#### AUSGEWÄHLTER TEXT:
*-*-*

Gaza/Berlin, 27. Juni 2025. Der vor einem Monat gestartete Verteilmechanismus der Gaza Humanitarian Foundation (GHF) zwingt die palästinensische Bevölkerung im Gazastreifen sich zu entscheiden: zwischen Hunger und dem Risiko, bei der Lebensmittelvergabe verletzt oder getötet zu werden. Nach Angaben des Gesundheitsministeriums im Gazastreifen haben bereits mehr als 500 Menschen ihr Leben bei dem Versuch verloren, Lebensmittel zu bekommen. Mehr als 4.000 sind verletzt worden. Ärzte ohne Grenzen fordert, den Mechanismus der israelisch-amerikanischen GHF sofort einzustellen und zu dem zuvor durch die Vereinten Nationen koordinierten System zurückzukehren.

Das Verteilungssystem der GHF verlangt von Tausenden Palästinenser*innen lange Wege zurückzulegen, um die vier Verteilungsstellen im Gazastreifen zu erreichen. Dabei sind die Menschen durch die von den israelischen Behörden verhängte Blockade, die seit über 100 Tagen anhält, geschwächt. Frauen, Kinder, ältere Menschen und Menschen mit Behinderungen haben kaum Zugang zu Hilfsgütern. Und diejenigen, die es zu den Verteilzentren schaffen, laufen Gefahr in einem chaotischen Durcheinander verletzt oder getötet zu werden.

*-*-*

#### Zeigedaten zu referenzierenden Ausdrücken:

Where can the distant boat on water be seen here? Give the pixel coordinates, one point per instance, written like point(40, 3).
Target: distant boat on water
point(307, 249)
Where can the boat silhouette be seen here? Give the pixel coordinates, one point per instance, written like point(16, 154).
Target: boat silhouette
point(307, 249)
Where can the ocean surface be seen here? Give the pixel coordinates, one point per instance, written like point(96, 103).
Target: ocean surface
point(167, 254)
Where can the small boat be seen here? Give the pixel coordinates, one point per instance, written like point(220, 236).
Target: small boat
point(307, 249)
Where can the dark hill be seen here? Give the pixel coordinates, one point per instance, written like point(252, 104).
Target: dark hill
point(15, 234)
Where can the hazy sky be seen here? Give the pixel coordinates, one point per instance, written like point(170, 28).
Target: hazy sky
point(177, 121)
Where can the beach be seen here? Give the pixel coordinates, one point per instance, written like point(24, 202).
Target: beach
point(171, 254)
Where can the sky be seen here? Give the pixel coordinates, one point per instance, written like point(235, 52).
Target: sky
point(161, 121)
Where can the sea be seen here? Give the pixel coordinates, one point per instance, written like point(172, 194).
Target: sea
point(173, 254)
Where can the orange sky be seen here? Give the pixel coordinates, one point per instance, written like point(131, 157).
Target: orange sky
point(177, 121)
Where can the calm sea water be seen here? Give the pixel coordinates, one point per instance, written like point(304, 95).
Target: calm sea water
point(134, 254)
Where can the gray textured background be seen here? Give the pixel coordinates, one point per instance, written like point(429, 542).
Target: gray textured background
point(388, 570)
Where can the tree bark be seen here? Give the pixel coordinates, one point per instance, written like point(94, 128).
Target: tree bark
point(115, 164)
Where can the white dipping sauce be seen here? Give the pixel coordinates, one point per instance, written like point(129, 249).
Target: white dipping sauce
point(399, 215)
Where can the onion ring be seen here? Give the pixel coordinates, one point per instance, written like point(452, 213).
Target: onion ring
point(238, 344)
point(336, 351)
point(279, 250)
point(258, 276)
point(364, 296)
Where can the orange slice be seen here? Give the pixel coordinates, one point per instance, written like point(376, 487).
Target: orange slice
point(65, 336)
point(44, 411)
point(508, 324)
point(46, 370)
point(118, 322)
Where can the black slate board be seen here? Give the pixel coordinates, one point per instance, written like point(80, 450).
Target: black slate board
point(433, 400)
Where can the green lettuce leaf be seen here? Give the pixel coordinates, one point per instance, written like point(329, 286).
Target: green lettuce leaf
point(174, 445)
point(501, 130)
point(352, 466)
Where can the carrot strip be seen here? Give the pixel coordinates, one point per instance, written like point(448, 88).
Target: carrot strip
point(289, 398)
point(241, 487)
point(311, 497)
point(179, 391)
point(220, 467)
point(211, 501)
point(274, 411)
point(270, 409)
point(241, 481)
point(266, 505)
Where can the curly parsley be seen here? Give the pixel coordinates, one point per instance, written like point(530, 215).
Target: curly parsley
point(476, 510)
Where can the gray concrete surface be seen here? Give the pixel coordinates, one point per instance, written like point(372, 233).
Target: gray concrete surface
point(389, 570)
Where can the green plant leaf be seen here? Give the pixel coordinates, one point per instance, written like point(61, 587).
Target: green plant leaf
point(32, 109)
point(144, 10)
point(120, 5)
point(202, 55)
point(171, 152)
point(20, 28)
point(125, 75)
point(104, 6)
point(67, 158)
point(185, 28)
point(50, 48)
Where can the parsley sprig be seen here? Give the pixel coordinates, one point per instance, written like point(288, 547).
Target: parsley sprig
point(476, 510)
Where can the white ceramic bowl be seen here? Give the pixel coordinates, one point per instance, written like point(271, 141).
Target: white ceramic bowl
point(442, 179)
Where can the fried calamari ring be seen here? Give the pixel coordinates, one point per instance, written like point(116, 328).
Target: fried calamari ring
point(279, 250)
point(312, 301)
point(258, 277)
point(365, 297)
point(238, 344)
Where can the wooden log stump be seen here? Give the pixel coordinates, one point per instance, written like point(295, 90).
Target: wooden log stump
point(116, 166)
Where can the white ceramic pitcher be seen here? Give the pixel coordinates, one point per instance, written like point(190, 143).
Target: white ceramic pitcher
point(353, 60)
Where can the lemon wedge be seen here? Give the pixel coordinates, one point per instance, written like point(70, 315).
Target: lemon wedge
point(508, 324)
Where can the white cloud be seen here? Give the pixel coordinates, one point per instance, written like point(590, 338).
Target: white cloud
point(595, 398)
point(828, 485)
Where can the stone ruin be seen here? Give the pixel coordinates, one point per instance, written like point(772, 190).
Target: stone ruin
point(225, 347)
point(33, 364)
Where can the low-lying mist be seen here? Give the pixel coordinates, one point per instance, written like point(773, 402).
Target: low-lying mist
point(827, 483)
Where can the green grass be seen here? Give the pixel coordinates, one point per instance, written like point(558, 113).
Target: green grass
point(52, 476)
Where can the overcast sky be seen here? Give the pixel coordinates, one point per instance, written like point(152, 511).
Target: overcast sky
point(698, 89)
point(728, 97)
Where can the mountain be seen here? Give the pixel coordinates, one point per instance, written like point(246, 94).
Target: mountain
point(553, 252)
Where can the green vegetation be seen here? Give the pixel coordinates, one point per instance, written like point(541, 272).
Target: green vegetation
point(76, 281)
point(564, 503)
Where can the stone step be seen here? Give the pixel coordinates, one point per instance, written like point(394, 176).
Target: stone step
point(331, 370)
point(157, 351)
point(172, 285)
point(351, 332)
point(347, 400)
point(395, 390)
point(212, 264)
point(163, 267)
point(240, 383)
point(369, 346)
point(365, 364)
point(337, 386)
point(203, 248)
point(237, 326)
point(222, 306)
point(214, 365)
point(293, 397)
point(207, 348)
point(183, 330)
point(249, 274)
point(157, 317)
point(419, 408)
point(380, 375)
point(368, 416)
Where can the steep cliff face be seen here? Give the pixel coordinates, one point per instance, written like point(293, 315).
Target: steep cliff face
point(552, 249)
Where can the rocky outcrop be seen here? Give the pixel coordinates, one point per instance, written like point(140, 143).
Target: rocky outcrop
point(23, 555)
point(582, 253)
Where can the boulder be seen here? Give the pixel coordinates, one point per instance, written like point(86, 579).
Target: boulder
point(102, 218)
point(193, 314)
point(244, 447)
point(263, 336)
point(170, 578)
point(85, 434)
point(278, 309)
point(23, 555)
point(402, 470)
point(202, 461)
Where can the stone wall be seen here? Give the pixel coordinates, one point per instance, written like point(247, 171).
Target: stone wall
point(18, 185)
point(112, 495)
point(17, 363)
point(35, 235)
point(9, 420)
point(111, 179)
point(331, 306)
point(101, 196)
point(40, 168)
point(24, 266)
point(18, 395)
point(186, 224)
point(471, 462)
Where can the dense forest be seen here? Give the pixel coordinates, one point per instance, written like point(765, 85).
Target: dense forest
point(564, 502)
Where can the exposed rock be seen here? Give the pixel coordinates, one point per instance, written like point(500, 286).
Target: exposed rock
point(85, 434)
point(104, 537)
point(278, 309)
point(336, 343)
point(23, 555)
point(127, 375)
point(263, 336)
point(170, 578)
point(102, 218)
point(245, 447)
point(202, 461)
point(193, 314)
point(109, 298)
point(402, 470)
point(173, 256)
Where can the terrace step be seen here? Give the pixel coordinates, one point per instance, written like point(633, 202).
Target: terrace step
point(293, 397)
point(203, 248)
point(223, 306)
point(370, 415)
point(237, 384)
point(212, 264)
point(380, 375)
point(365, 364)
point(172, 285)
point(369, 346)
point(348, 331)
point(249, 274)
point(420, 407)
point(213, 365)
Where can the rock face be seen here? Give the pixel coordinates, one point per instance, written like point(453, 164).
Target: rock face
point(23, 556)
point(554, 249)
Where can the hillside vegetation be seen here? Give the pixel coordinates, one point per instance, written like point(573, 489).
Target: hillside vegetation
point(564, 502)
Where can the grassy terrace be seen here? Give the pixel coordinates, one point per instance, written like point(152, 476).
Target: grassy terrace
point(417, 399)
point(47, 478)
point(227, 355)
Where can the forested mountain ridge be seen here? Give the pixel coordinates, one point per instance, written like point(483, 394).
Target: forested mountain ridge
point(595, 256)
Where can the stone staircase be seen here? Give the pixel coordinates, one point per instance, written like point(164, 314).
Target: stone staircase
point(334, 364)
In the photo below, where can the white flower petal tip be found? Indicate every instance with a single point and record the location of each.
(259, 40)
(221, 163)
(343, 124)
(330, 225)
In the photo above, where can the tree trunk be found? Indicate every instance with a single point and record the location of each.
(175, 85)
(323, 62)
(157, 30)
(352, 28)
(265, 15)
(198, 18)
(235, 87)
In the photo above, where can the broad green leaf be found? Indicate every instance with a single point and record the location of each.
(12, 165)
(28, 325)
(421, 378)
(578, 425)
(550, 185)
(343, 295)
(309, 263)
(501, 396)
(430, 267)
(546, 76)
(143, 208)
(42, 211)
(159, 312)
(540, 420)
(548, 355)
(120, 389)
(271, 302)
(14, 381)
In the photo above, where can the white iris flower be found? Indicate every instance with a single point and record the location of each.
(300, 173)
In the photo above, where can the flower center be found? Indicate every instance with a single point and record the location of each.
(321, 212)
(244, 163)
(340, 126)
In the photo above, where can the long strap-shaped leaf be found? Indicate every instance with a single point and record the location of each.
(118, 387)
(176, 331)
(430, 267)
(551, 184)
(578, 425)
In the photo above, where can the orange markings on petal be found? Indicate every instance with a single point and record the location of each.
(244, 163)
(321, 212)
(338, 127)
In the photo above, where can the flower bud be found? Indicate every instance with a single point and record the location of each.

*-*-*

#### AUFGABE 1:
Gib aus dem ausgewählten Text die Passage wortgetreu wieder, die mit den Worten um „Gaza/Berlin, 27. Juni“ einsetzt und mit „koordinierten System zurückzukehren.“ schließt.
#### AUFGABE 2:
Wie viele Verteilungsstellen der GHF gibt es laut dem ausgewählten Text im Gazastreifen?

#### ANTWORT 1:
Gaza/Berlin, 27. Juni 2025. Der vor einem Monat gestartete Verteilmechanismus der Gaza Humanitarian Foundation (GHF) zwingt die palästinensische Bevölkerung im Gazastreifen sich zu entscheiden: zwischen Hunger und dem Risiko, bei der Lebensmittelvergabe verletzt oder getötet zu werden. Nach Angaben des Gesundheitsministeriums im Gazastreifen haben bereits mehr als 500 Menschen ihr Leben bei dem Versuch verloren, Lebensmittel zu bekommen. Mehr als 4.000 sind verletzt worden. Ärzte ohne Grenzen fordert, den Mechanismus der israelisch-amerikanischen GHF sofort einzustellen und zu dem zuvor durch die Vereinten Nationen koordinierten System zurückzukehren.

#### ANTWORT 2:
Vier.